Passage shown
BEGIN
In 1973, David Thomas (a.k.a. Crocus Behemoth) had been making his name in Cleveland as a local rock journalist. Wiry, intense, and highly intelligent, Thomas had dabbled in both art and film before trying his hand at performing music. While most of Cleveland’s music scene consisted of cover bands, Thomas was tapped into the art fuzz of bands such as the Velvet Underground, the Stooges, and the MC5, and intended to find others outside the mainstream.

After a stint in a Mothers of Invention-inspired band, Thomas formed Rocket From the Tombs. Named after a short film Thomas had made, Rocket From the Tombs began with mainly covers and a smattering of originals. However, with the addition of Peter Laughner as a writer and guitar player, the band was transformed. Laughner was a fellow rock journalist who worshiped at the altar of Lou Reed, and his recurring themes of isolation and alienation fed perfectly into Thomas’s nightmarish hallucinations of Cleveland’s desolate industrial landscapes.
END
Data for review
BEGIN
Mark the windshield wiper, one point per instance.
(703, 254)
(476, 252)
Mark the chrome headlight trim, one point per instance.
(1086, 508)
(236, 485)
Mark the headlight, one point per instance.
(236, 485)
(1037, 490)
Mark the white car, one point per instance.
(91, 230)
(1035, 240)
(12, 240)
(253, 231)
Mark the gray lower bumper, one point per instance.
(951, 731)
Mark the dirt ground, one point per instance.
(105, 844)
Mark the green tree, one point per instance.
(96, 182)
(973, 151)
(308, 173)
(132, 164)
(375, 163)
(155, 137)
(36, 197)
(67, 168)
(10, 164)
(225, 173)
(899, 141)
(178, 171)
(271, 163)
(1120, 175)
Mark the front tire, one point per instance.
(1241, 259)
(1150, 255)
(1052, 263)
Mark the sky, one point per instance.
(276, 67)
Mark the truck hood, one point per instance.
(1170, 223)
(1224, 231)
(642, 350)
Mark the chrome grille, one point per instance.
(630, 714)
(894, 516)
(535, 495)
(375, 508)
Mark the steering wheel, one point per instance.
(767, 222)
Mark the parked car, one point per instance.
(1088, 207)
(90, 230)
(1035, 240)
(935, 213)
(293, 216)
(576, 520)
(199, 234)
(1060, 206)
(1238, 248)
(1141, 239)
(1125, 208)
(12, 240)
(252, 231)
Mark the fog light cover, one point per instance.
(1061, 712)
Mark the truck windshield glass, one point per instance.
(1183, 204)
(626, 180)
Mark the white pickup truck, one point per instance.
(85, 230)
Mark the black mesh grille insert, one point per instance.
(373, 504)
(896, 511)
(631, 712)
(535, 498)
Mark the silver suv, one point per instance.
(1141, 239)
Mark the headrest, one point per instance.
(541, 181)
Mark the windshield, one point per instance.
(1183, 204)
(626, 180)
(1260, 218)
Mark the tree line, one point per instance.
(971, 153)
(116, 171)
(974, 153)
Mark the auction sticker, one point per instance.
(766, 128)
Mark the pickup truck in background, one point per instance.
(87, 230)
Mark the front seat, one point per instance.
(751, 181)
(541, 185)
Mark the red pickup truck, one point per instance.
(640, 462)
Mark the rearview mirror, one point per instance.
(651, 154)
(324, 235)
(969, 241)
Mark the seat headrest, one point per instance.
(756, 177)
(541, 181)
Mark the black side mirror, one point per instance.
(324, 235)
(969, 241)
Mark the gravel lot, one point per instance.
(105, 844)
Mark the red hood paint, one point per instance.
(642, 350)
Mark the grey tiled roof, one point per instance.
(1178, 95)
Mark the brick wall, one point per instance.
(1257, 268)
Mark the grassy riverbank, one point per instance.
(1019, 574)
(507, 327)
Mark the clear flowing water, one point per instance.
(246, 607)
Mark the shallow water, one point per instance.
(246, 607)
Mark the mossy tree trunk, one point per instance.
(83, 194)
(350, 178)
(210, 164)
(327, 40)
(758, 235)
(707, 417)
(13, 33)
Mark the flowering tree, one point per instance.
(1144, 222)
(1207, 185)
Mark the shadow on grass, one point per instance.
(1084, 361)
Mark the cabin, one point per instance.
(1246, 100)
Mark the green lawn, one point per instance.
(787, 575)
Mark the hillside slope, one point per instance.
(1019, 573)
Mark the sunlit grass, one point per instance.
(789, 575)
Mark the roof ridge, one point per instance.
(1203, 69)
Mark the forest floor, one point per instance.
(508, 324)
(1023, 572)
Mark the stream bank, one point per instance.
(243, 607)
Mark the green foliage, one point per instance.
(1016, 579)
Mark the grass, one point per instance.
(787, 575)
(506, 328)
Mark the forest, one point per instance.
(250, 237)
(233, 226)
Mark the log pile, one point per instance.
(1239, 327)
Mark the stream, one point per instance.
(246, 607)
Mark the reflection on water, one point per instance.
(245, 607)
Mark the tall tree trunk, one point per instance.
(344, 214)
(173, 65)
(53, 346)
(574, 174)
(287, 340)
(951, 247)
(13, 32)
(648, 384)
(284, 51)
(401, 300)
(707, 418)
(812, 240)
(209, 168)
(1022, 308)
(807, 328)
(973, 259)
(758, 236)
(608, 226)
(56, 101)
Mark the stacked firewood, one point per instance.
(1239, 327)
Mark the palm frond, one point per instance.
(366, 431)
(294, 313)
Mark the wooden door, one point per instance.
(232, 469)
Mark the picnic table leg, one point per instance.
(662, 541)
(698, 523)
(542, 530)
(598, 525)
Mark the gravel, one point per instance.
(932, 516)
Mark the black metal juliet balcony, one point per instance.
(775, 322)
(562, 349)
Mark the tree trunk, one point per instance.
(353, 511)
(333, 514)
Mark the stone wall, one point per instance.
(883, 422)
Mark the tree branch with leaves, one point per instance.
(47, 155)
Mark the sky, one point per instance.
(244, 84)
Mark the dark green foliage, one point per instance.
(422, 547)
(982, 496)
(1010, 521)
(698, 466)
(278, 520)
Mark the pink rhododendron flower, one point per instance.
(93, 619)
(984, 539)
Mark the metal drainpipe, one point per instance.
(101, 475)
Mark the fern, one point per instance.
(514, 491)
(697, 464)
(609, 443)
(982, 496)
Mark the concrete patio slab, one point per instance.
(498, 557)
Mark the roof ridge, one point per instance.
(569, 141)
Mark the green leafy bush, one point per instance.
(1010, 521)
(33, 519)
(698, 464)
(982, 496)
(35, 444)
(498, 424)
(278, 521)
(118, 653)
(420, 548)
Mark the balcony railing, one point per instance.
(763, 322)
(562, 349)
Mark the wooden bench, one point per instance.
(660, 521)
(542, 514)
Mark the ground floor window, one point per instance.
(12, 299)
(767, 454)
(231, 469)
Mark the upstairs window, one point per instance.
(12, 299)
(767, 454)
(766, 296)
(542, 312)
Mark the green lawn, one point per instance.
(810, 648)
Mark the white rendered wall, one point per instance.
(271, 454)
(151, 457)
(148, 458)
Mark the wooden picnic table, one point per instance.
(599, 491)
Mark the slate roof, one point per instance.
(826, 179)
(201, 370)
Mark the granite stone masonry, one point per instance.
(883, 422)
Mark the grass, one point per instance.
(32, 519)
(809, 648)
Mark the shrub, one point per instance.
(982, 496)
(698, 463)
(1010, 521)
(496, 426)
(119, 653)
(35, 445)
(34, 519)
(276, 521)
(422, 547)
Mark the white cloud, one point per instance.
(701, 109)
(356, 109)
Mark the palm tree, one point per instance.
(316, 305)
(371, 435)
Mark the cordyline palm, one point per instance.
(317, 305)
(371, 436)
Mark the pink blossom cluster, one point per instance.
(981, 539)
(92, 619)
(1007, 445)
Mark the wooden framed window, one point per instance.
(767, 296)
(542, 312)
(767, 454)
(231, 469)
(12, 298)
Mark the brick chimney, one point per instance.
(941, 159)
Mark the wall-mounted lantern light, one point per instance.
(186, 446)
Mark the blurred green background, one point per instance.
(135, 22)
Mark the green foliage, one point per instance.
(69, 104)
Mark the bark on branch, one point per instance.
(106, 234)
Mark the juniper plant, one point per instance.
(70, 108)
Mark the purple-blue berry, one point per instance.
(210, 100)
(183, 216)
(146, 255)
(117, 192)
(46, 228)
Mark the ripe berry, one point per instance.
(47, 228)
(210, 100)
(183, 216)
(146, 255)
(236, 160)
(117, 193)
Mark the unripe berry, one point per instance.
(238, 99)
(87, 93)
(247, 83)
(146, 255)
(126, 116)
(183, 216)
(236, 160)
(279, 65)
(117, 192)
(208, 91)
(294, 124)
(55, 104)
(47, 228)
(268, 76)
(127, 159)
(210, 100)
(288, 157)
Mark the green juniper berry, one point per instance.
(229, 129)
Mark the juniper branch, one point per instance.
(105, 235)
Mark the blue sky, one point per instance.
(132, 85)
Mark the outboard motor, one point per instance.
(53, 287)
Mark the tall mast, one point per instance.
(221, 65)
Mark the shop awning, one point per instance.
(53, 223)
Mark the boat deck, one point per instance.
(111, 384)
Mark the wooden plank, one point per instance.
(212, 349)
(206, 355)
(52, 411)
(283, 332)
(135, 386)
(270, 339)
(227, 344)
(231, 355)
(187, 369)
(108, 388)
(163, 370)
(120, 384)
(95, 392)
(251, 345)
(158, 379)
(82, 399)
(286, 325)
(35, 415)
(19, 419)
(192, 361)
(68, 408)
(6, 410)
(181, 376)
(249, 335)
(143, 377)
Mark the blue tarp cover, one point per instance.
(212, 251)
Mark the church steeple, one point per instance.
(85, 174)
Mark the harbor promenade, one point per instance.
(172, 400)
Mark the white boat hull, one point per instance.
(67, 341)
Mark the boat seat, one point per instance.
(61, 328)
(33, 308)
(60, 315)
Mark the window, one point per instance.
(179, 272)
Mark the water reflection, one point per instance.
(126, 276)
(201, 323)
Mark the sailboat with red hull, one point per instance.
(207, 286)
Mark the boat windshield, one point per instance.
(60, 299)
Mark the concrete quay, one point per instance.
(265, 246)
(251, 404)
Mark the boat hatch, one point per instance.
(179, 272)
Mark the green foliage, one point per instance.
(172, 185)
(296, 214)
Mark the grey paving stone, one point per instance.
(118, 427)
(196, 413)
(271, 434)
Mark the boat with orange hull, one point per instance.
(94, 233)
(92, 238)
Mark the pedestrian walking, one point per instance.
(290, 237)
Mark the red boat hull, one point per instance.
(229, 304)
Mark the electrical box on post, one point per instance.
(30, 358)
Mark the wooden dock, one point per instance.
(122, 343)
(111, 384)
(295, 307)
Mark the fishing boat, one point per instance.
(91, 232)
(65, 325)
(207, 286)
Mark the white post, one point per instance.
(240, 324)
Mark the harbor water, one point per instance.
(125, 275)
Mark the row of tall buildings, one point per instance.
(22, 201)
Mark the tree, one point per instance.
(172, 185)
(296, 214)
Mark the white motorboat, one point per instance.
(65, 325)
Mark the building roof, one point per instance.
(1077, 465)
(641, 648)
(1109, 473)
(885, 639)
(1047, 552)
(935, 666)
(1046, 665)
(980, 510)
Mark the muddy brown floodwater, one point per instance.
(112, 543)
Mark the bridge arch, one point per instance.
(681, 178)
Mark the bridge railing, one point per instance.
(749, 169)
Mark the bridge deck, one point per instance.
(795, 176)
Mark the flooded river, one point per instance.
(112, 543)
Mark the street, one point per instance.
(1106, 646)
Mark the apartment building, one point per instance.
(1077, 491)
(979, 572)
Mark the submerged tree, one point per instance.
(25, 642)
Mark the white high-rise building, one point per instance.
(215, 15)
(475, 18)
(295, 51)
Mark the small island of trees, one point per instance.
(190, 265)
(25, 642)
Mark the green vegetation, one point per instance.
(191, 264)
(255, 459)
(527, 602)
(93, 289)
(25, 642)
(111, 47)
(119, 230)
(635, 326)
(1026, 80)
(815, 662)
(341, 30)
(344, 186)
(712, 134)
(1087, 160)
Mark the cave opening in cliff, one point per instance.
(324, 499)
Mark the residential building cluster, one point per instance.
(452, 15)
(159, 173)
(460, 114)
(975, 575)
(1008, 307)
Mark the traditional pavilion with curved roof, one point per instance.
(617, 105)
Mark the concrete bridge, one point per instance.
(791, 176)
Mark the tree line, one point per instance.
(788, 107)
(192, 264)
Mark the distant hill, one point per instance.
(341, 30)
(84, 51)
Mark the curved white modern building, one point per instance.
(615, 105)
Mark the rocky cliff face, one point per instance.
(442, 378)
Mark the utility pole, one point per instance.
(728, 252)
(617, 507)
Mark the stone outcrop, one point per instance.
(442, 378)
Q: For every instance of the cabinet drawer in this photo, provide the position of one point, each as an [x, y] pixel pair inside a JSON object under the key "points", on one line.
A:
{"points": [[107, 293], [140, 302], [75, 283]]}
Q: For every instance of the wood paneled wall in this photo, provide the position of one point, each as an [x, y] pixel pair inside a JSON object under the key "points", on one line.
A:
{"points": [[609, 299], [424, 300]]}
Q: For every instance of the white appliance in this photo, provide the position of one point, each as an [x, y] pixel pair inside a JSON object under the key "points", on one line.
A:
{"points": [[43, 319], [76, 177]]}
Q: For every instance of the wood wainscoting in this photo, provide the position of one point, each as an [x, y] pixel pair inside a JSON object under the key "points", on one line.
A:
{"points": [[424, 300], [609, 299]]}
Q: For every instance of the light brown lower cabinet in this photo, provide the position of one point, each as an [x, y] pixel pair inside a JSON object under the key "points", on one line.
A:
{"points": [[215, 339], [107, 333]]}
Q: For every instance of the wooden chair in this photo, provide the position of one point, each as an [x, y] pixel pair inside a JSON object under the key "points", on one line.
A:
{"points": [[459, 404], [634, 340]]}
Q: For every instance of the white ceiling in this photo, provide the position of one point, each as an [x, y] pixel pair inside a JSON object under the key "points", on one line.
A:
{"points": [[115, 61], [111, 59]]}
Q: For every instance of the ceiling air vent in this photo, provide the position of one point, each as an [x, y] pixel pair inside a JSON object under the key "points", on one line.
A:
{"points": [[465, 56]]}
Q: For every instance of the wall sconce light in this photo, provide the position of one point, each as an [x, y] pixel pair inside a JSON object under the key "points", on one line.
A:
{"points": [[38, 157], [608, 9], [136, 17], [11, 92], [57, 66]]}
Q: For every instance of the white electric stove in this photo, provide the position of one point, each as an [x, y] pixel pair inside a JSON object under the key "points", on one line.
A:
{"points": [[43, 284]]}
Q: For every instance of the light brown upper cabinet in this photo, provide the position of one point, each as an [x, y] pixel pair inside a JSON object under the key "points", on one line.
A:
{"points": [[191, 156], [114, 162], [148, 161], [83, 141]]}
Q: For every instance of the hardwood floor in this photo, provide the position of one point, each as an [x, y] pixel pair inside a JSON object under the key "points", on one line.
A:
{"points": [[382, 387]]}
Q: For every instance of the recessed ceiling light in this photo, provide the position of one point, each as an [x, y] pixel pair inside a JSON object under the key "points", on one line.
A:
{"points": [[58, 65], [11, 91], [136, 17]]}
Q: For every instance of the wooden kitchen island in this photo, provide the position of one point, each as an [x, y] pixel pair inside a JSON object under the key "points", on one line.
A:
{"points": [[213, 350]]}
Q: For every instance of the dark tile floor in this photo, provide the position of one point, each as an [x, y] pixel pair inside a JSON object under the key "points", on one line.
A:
END
Check your understanding
(1) In the Rocket From the Tombs passage:
(a) What alias did David Thomas go by?
(b) What was Rocket From the Tombs named after?
(c) Whom did Peter Laughner worship?
(2) Write out the Rocket From the Tombs passage, starting with "In 1973, David" and going on through "outside the mainstream.".
The listing has no role in this.

Responses per task
(1)
(a) Crocus Behemoth
(b) A short film Thomas had made
(c) Lou Reed

(2)
In 1973, David Thomas (a.k.a. Crocus Behemoth) had been making his name in Cleveland as a local rock journalist. Wiry, intense, and highly intelligent, Thomas had dabbled in both art and film before trying his hand at performing music. While most of Cleveland’s music scene consisted of cover bands, Thomas was tapped into the art fuzz of bands such as the Velvet Underground, the Stooges, and the MC5, and intended to find others outside the mainstream.